> **Exercise objective**:
Only one portion of the data is to be written out: from the line bearing "Note: one point per instance of the black hijab, never" through the line bearing "Note: one point per instance of the white dump". Write it exactly as it appears.
Data START
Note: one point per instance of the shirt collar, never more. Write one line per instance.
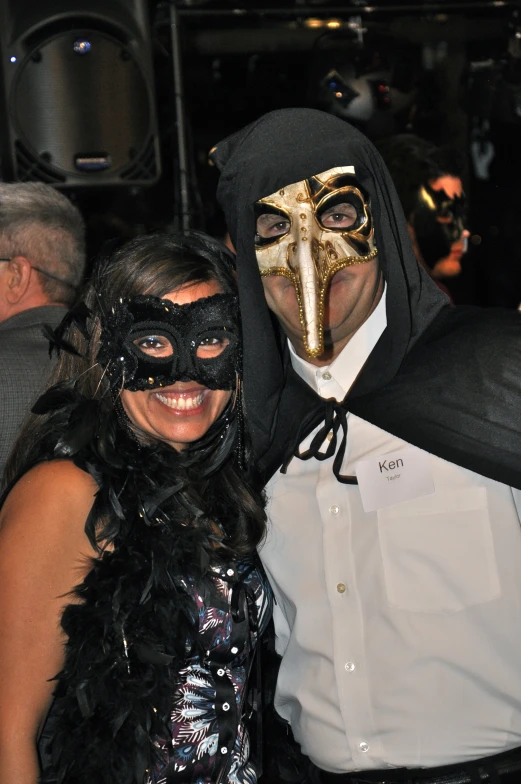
Data END
Data START
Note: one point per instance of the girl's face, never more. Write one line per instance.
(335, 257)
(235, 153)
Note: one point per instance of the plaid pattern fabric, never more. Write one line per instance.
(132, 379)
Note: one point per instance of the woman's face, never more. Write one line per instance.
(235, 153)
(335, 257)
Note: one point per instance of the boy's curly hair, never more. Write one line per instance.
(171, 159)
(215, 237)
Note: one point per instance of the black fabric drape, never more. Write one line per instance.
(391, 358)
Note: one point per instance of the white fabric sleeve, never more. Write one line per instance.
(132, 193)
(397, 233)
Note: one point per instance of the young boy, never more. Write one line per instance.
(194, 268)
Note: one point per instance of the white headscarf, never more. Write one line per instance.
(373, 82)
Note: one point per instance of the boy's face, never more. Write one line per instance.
Data END
Data START
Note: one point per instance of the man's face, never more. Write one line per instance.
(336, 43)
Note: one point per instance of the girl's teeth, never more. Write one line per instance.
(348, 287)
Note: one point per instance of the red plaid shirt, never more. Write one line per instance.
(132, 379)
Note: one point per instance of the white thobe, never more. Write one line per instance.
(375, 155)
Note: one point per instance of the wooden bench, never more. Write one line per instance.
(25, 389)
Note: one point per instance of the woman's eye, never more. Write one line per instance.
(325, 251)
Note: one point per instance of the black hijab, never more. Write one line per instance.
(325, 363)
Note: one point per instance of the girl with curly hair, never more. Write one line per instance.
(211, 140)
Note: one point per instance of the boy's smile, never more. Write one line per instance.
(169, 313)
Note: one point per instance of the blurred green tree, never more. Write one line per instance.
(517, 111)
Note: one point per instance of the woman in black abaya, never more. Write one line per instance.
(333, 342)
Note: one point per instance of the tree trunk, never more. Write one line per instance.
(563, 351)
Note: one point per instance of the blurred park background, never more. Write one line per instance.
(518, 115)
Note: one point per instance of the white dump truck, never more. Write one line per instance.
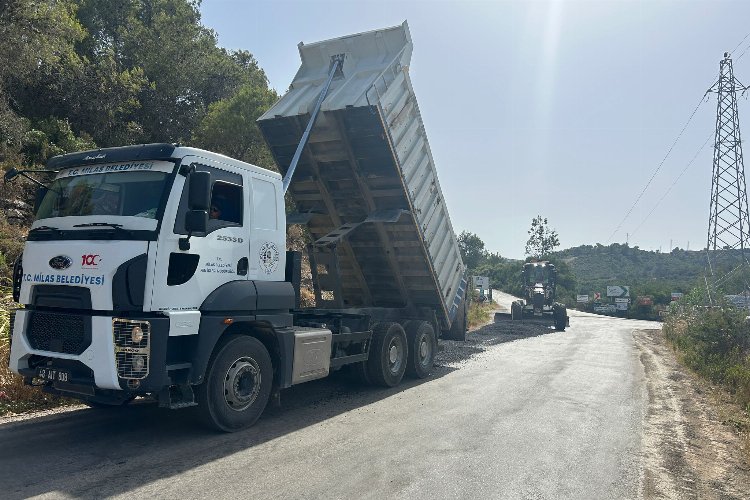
Data END
> **Answer for the task**:
Note: one point per instance of the black hijab, never more. Write one line per instance.
(325, 363)
Note: one point per instance of the girl with curly hair, never more. Write one line per instance.
(211, 140)
Note: one point per instance of the boy's smile, never more. Write one line per instance.
(169, 313)
Note: one point per instance of the blurred green tree, never more. Write one line per instance.
(517, 111)
Note: one point per instance of the woman in black abaya, never more. Write one line per instance.
(333, 342)
Note: one point per instance of the tree trunk, never more. Write one line per instance.
(563, 351)
Note: one point per instance of the blurred park background, never more. Write one line per instance.
(518, 115)
Note: one point per instance of the white dump truck, never more. Write one line per instance.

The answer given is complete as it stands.